▸ **Excerpts from a detection dataset**:
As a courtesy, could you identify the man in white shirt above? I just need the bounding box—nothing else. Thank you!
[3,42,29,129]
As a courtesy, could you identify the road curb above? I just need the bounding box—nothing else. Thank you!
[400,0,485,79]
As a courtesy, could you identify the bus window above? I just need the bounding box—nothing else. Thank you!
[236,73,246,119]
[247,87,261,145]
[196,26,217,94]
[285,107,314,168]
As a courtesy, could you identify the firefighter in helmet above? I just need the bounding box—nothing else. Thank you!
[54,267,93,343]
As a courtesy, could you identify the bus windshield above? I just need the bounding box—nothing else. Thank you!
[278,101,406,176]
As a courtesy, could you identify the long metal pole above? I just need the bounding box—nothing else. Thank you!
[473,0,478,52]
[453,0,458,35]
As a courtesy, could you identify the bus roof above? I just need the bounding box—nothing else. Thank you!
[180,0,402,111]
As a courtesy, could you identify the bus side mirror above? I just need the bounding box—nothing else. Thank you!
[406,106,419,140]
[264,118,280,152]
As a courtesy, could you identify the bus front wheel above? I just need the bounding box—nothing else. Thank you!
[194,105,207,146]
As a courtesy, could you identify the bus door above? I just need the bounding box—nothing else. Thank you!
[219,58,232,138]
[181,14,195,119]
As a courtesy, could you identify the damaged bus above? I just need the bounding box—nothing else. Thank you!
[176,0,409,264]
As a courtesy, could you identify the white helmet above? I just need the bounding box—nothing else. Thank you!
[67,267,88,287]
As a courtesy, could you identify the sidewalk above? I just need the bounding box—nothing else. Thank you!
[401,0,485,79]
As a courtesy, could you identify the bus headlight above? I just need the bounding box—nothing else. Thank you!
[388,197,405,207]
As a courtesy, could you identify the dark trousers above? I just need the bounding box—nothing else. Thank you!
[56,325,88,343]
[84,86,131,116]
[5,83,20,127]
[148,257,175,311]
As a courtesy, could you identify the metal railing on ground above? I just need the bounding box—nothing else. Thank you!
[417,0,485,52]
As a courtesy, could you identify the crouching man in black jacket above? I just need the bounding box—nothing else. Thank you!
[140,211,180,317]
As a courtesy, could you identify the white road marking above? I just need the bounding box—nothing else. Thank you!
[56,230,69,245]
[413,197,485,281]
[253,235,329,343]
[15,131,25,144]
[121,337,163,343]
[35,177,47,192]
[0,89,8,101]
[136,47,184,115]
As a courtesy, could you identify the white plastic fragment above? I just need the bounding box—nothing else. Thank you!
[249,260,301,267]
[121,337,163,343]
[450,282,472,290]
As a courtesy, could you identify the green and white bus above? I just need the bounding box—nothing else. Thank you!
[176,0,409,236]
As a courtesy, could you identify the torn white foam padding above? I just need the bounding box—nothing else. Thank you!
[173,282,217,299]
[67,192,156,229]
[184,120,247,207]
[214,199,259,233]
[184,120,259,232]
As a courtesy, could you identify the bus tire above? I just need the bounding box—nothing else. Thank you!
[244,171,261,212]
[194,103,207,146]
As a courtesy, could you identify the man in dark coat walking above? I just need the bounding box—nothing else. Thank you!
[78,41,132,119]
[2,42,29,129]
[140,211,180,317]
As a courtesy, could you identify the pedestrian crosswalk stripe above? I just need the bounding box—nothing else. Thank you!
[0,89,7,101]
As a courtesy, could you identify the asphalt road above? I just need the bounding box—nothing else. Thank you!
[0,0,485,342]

▸ **SET EXERCISE**: Copy out the records above word for word, starting with the line that contains "As a courtesy, could you identify the sidewalk" and going on through the line that contains "[388,197,405,207]".

▸ **RESULT**:
As a courtesy, could you identify the sidewalk above? I just need the bounding box—nothing else. Thank you!
[401,0,485,79]
As a courtesy, could you identify the bus headlight above? I just need the bounding box—nothing else. Thank you!
[388,197,405,207]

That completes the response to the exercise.